** DOCUMENT PASSAGE **
* * * * * * *

Pituitary adenomas exhibit relatively high long-term recurrence rates and delayed intervention is often required. The overall risk of recurrence after pituitary tumor surgery is reported to be between 7-33% at 5-10 years.[36-40] O’Sullivan et al. reported a recurrence rate of 0% in the gross total resection group. In comparison, based on the presence of intrasellar and extrasellar remnants, the recurrence rates after 5 years were reported as 15.4% and 51.4%, respectively. Therefore, if tumor staining becomes clearer using ICG, it is expected that the recurrence rate can be reduced.

* * * * * * *

** DATA UNDER STUDY **
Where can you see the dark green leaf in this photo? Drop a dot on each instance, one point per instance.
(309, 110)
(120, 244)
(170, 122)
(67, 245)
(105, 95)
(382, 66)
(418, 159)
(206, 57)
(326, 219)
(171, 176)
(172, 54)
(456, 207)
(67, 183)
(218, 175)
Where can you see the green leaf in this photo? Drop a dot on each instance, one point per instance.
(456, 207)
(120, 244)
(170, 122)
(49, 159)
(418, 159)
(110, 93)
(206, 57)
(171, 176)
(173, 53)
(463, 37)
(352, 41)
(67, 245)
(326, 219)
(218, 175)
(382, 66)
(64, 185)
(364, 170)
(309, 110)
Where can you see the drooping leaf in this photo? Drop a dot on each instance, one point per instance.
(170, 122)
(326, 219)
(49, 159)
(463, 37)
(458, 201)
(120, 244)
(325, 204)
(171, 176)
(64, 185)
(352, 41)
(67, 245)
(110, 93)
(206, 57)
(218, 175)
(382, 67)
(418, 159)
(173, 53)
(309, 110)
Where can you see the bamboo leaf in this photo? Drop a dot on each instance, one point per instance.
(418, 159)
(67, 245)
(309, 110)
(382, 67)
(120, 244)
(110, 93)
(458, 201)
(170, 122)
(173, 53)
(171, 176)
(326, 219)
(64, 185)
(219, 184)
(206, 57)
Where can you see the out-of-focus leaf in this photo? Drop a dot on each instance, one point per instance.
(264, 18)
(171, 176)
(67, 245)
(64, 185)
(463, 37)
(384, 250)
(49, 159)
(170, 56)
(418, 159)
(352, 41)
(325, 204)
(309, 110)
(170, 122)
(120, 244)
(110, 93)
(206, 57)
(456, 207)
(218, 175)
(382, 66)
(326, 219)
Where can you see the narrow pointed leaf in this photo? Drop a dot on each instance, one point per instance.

* * * * * * *

** WHAT YOU ARE ASKED TO DO **
Edit the stretch of the passage on pituitary adenoma recurrence from "Pituitary adenomas exhibit" through "can be reduced." so that "gross total resection" reads "complete resection". Work only from the passage on pituitary adenoma recurrence.

** RESULT OF THIS TASK **
Pituitary adenomas exhibit relatively high long-term recurrence rates and delayed intervention is often required. The overall risk of recurrence after pituitary tumor surgery is reported to be between 7-33% at 5-10 years.[36-40] O’Sullivan et al. reported a recurrence rate of 0% in the complete resection group. In comparison, based on the presence of intrasellar and extrasellar remnants, the recurrence rates after 5 years were reported as 15.4% and 51.4%, respectively. Therefore, if tumor staining becomes clearer using ICG, it is expected that the recurrence rate can be reduced.